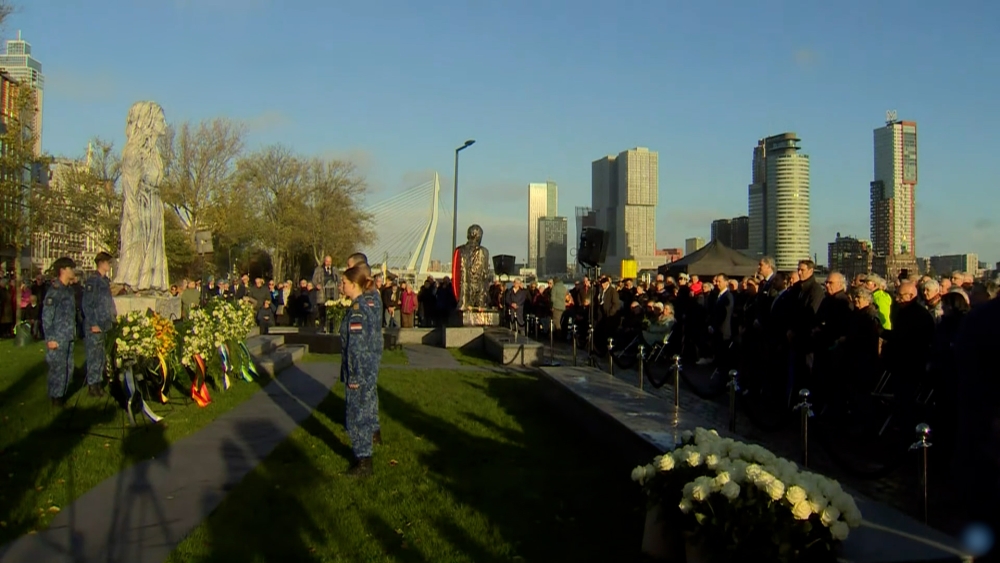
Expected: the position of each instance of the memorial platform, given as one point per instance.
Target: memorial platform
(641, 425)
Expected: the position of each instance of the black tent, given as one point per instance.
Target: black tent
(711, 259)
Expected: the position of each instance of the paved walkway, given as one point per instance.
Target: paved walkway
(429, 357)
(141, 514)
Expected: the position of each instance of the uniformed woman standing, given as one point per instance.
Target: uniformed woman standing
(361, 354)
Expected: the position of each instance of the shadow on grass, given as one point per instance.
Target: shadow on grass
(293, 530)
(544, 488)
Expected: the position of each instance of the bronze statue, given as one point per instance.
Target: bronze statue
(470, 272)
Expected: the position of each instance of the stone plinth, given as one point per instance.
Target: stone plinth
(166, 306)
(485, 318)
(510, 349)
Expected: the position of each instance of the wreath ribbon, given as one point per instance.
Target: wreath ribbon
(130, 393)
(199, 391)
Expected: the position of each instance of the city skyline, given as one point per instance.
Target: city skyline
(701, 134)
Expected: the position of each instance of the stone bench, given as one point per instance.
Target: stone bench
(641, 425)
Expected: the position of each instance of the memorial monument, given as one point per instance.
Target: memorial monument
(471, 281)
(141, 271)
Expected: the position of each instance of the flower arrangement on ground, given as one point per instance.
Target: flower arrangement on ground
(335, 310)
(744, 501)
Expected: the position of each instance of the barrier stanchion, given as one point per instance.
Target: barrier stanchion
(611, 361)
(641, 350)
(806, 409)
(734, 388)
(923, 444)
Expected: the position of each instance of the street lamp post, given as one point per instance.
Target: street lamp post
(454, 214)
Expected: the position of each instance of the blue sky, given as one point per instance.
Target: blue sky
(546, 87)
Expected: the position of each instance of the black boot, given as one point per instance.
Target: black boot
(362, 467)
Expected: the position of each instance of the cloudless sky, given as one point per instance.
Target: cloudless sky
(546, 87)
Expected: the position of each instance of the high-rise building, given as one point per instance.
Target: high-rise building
++++++
» Task
Would you print exactly, and only, the lines of the data above from the line with "Target: bronze statue" through the line with "Expected: the position of each instance of the barrier", inclusive?

» Your solution
Target: bronze statue
(470, 272)
Expected: the position of each instance of the stone plinth, given as one point per instance.
Target: stone plinth
(166, 306)
(485, 318)
(510, 349)
Expected: the position of each instance of the wreath ribbon, given as one point per instance.
Target: wreath ribbon
(130, 393)
(199, 391)
Expected: the position of each instance of the city skyline, given as one point per instance.
Target: city skyline
(701, 134)
Expected: the position of each instance of the stone bench, given as one point per instance.
Target: stone bench
(641, 425)
Expected: the position of each instance of the memorial monument, given as one point per instance.
Target: memorial monument
(471, 281)
(141, 271)
Expected: the position of each instance of the flower arrangement on ground, given as one point per instance.
Target: flower arrangement on ground
(335, 310)
(744, 501)
Expected: the position of each instance of the barrier stanchion, given as one point per instance.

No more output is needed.